■ SOURCE DOCUMENT:

Supporters of the Food Animal Drug Residue Avoidance Databank, including the AVMA, are again advocating for Congress to provide money for the service, which gives science-based withdrawal times for food animals that have been given drugs or pesticides or been exposed to contaminants. The AVMA is asking for $2.5 million for the service in the 2011 fiscal year, which begins Oct. 1.

The service received $1 million in the 2010 fiscal year, but the president's proposed budget for the Department of Agriculture's National Institute of Food and Agriculture included no money for FARAD for fiscal year 2011, USDA information states. A budget bill in the Senate would, if passed, provide $1 million for the service; appropriations figures from the House of Representatives were not available at press time.

Staff members at North Carolina State University, the University of California-Davis, and the University of Florida run FARAD.

Dr. Jim E. Riviere, director of the Center for Chemical Toxicology Research and Pharmacokinetics at North Carolina State University's College of Veterinary Medicine, said FARAD's administrators have to justify expenses for the program and ask for support every year, despite a need for the service to provide safe extended withdrawal times. He knows people use the service, but he is frustrated with the repeated attempts to make sure it is funded.

Dr. Riviere said the single-year funding commitments make it impossible to hire staff members who can be assured their jobs will be secure for multiple years.

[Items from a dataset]

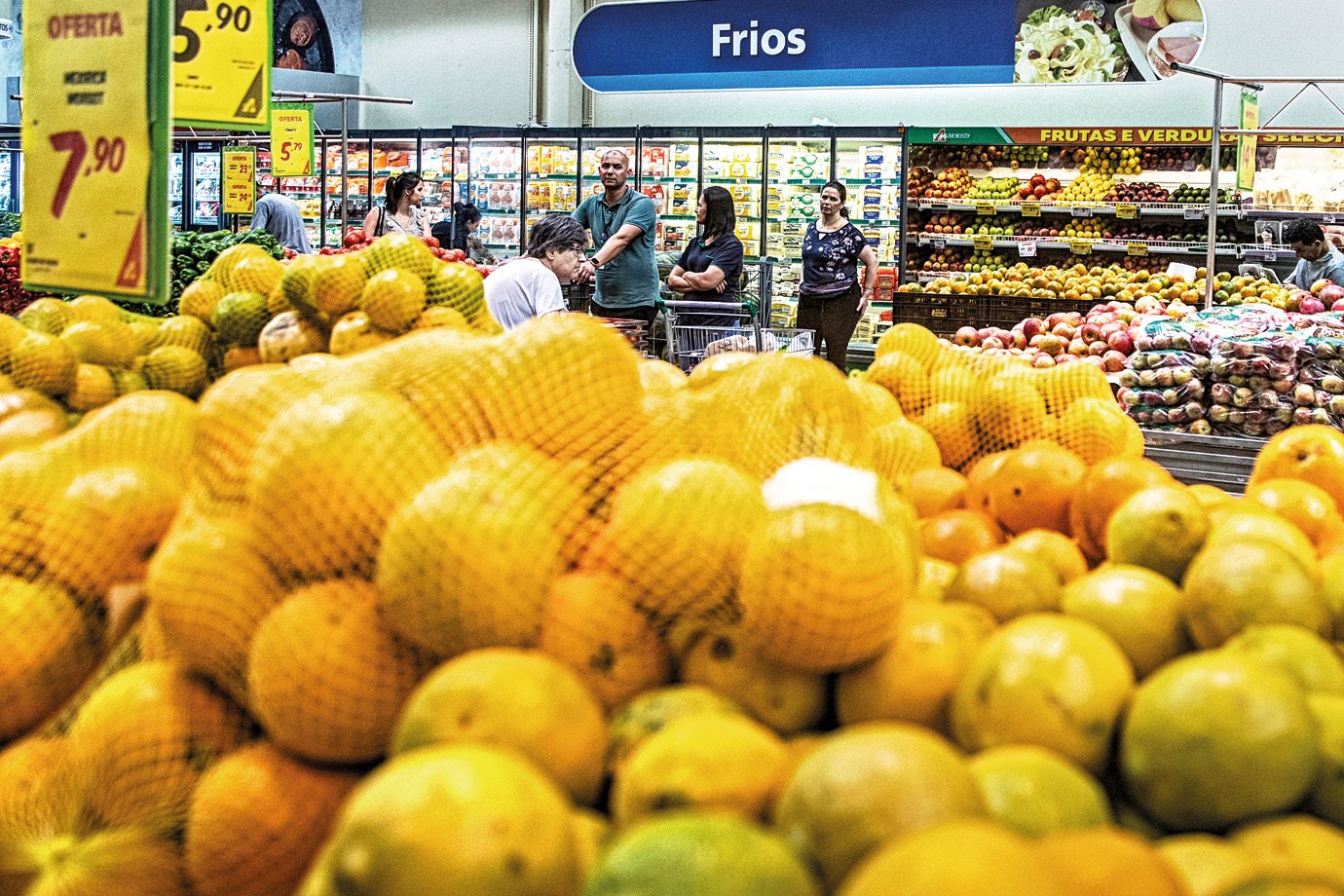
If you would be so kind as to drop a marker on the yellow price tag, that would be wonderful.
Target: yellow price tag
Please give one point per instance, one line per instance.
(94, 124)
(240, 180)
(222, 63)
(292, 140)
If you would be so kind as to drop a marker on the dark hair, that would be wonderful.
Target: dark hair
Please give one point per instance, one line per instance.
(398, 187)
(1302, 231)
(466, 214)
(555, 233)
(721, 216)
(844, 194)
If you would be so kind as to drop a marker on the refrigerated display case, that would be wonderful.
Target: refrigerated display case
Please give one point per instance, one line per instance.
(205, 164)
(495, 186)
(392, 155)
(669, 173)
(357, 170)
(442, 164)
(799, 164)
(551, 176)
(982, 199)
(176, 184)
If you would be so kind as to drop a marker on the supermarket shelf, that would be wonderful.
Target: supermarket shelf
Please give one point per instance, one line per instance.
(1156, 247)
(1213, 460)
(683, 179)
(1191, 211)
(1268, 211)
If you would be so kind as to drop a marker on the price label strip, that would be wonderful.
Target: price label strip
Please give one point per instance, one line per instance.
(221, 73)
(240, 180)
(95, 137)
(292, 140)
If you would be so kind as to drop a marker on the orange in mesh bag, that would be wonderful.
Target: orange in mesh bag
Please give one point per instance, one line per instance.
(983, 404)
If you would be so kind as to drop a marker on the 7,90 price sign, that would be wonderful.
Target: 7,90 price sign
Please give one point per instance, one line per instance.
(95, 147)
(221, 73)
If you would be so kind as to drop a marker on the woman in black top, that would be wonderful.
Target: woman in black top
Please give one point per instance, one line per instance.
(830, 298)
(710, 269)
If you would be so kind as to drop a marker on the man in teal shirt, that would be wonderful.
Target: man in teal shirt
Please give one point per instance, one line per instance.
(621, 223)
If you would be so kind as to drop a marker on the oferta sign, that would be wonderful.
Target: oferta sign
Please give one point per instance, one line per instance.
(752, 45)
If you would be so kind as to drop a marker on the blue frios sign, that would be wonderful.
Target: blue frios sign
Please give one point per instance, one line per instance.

■ TASK GOAL:
In the article on FARAD funding, turn the paragraph that begins "The service received $1 million" into a short list that keeps its main facts.

■ EXERCISE RESPONSE:
- FARAD received $1 million in fiscal year 2010.
- The president's proposed budget for the USDA's National Institute of Food and Agriculture gave FARAD no money for fiscal year 2011.
- A Senate budget bill would provide $1 million for the service if passed.
- House appropriations figures were not available at press time.